Testo estratto ->
+ + + +
Ieri abbiamo riportato una sintesi dell’incontro svoltosi l’altra sera al Bastione per festeggiare i primi 20 anni della Fondazione “Solidarietà e diritti Luca Raggio”.  Nel corso del meeting è intervenuto anche Andrea Raggio, di cui riportiamo l’intervento.

L’abbiamo chiamata “Fondazione Solidarietà e Diritti” perché Luca aveva due grandi passioni: il mare e la giustizia. Il mare evoca solidarietà e lega popoli lontani ed etnie diverse e diverse culture. La giustizia evoca diritti che la rafforzino perché così può meglio contribuire a rendere tutti noi più liberi e meno diseguali.
Luca era affascinato della giustizia come grande ideale - un mondo giusto, una società giusta - ma era anche acuto osservatore della quotidianità, della giustizia concreta, quella che entra ogni giorno nella vita di ciascuno di noi. Avvertiva il grande divario tra il bisogno, la domanda di giustizia e la giustizia concreta, e voleva contribuire a colmare questo divario. Perciò voleva fare il magistrato. Era la sua scelta di vita, il suo sogno, infranto proprio mentre stava per realizzarsi, una sera di maggio di venti anni fa, nel mare di cala Cipolla.
La Fondazione Solidarietà e Diritti l’abbiamo voluta, dunque, non solo per ricordare un giovane, ma per non dimenticare i sogni dei giovani. E’ nata come strumento piccolo, piccolissimo, di un fine grande, grandissimo. Il divario non ci ha dissuaso, scoraggiato. Anche l’oceano è fatto di gocce, e ogni goccia è orgogliosa d’essere essa stessa grande mare.
La Fondazione, goccia del mare della libertà, ha fatto in questi vent’anni la sua parte. Col decisivo sostegno di tutti voi. La Fondazione siete voi. Ha fatto la sua parte con la preziosa collaborazione di personalità eminenti in diversi i campi. Io tutti li vorrei qui ricordare, ma sono tanti, e temo qualche dimenticanza. Per tutti faccio il nome di Enrico Vinci, segretario generale del Parlamento europeo, uomo di alta cultura e di grande umanità, che tenne a battesimo la Fondazione assieme a Federico Palomba, magistrato. Ha fatto la sua parte, la Fondazione, con la collaborazione preziosa e costante delle facoltà di scienze politiche e di giurisprudenza dell’università di Cagliari, dei loro presidi e docenti. Determinante è stato l’impegno appassionato dei presidenti dell’Istituzione che si sono susseguiti e dei consiglieri di amministrazione, del presidente e dei membri del comitato scientifico. Tutti li ricordo e per tutti faccio il nome di Antonio Lai, caro amico scomparso. Infine, la Fondazione ha potuto fare la sua parte grazie alla sensibilità della Fondazione Banco di Sardegna che ha aggiunto il suo contributo ai nostri modesti mezzi finanziari.
+ + + +
Estratto da un set di dati:
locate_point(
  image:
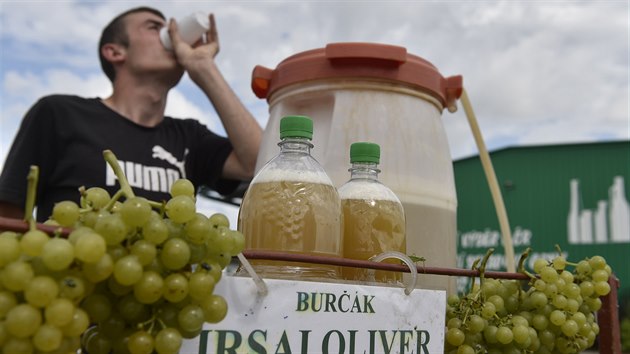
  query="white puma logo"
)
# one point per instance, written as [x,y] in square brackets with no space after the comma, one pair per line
[160,153]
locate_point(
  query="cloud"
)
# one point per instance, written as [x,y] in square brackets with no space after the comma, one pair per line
[536,72]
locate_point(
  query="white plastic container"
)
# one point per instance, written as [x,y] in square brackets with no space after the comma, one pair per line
[191,29]
[378,93]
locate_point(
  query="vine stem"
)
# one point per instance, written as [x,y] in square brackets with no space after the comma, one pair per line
[122,179]
[31,192]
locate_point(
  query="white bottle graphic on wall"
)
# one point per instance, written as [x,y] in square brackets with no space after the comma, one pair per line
[609,223]
[573,221]
[619,213]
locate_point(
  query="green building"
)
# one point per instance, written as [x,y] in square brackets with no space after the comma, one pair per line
[572,195]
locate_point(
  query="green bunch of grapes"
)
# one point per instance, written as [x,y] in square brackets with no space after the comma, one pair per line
[132,276]
[552,313]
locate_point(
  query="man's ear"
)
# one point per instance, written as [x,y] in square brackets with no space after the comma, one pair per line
[114,53]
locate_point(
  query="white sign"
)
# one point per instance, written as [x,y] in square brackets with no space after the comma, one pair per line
[302,317]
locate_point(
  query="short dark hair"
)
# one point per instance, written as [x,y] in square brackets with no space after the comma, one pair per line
[115,32]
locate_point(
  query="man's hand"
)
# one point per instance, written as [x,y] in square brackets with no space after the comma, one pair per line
[195,57]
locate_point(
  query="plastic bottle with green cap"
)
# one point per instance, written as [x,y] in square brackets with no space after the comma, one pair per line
[292,206]
[374,218]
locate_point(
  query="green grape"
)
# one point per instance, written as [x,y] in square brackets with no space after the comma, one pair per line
[175,287]
[599,275]
[66,213]
[476,324]
[597,262]
[9,250]
[214,308]
[539,299]
[583,267]
[455,337]
[117,251]
[200,285]
[72,287]
[113,327]
[601,288]
[47,338]
[7,302]
[559,301]
[197,229]
[559,263]
[572,306]
[180,209]
[579,318]
[504,335]
[97,306]
[41,291]
[127,270]
[17,275]
[190,318]
[140,342]
[90,247]
[184,187]
[490,334]
[572,291]
[452,300]
[149,288]
[32,242]
[132,310]
[100,270]
[98,344]
[488,310]
[58,254]
[155,230]
[465,349]
[18,345]
[569,328]
[168,341]
[59,312]
[175,253]
[79,323]
[540,285]
[23,320]
[540,322]
[520,334]
[549,274]
[567,277]
[135,211]
[557,317]
[218,219]
[112,228]
[454,323]
[145,251]
[95,197]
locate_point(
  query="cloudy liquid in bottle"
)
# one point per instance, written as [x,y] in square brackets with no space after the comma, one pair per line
[299,215]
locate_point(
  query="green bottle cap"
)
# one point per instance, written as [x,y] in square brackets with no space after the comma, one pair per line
[365,152]
[296,127]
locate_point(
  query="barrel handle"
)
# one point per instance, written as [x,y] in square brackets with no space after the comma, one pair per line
[261,77]
[403,257]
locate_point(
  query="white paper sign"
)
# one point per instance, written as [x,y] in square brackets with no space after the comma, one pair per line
[309,317]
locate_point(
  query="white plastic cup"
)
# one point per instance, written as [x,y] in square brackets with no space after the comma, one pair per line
[191,28]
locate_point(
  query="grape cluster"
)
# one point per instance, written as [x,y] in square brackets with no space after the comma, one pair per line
[552,313]
[132,276]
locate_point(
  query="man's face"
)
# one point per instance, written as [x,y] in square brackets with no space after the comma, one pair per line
[145,53]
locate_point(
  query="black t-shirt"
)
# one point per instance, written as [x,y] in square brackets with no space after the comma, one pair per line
[66,136]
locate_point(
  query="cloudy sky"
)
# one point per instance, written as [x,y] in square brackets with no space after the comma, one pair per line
[537,72]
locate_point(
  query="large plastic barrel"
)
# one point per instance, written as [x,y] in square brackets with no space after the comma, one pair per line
[378,93]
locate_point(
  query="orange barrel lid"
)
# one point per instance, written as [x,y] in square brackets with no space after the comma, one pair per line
[359,60]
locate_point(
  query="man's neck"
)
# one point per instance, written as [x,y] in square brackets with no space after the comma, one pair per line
[143,104]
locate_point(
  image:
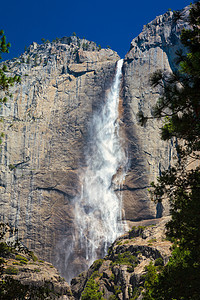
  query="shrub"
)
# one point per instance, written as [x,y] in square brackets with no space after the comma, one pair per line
[91,291]
[159,262]
[11,271]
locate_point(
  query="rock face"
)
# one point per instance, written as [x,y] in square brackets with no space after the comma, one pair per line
[23,276]
[120,275]
[46,122]
[45,126]
[153,49]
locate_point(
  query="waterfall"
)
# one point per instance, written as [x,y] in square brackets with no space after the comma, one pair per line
[98,220]
[98,212]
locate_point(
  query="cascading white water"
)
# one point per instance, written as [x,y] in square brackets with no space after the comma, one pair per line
[98,211]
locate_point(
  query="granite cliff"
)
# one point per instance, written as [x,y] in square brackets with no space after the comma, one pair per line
[155,48]
[46,122]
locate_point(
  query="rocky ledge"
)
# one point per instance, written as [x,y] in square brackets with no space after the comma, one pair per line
[24,276]
[121,274]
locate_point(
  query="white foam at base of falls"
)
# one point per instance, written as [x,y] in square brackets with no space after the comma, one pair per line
[98,217]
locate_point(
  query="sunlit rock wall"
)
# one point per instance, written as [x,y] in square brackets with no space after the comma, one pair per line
[45,126]
[153,49]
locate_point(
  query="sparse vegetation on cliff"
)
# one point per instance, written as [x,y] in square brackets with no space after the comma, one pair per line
[179,105]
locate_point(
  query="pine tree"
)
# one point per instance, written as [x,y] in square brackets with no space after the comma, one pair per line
[179,104]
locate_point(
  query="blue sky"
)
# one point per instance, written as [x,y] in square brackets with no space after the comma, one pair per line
[107,22]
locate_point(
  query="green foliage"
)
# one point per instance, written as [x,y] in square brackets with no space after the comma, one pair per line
[97,264]
[32,255]
[158,262]
[11,271]
[11,167]
[180,107]
[91,291]
[136,231]
[13,289]
[22,259]
[5,81]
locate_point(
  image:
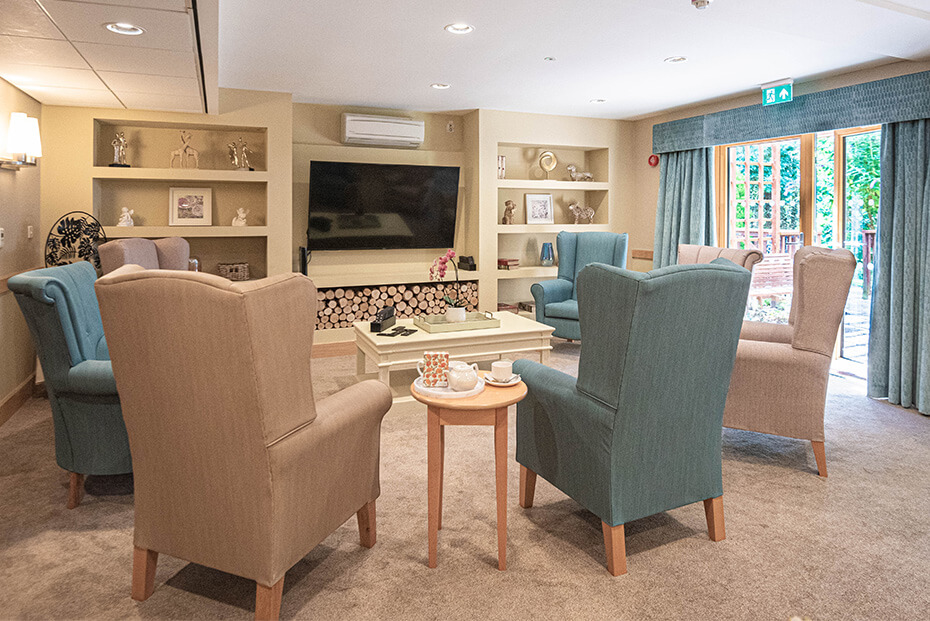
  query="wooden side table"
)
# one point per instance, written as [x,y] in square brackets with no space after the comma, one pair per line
[487,408]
+ + + +
Problema posto 1 ->
Secondo il discorso sulla Fondazione Solidarietà e Diritti, perché Luca voleva fare il magistrato? Rispondi in una, due o tre frasi.
Problema posto 2 ->
Scrivi il seguito del discorso sulla Fondazione Solidarietà e Diritti, partendo subito dopo l'ultima frase riportata.
Le righe del set di dati non servono per svolgere l'esercizio.

Risultato dell'esercizio 1 ->
Luca voleva fare il magistrato perché avvertiva il grande divario tra il bisogno, la domanda di giustizia e la giustizia concreta. Voleva contribuire a colmare questo divario.

Risultato dell'esercizio 2 ->
La fondazione continuerà a fare la sua parte perché l’Italia ha enorme bisogno di solidarietà, di giustizia e di coesione. E ognuno deve fare le sua parte. L’Italia rischia lo sfascio. Che facciamo? Si salvi chi può? Non serve arroccarci nell’individualismo, nel corporativismo, nel localismo: Non serve guardare all’Autonomia come a una fortezza e all’identità come a un rifugio. Non serve pretendere di portare l’Autonomia al limite dell’indipendenza, come qualcuno pasticcia, o persino trascinarla nella rottura, nell’indipendentismo, come altri vaneggiano. Piantiamola con l’annaspare nei diversivi. Il vero problema è bloccare la deriva e avviare la ricostruzione economica, politica e morale del Paese. Un’impresa di lunga lena. Partiti e sindacati sono impegnati per evitare il disastro, e molto dovranno fare per ricostruire. Ce la faranno senza il concorso di tutte le forze sane del Paese?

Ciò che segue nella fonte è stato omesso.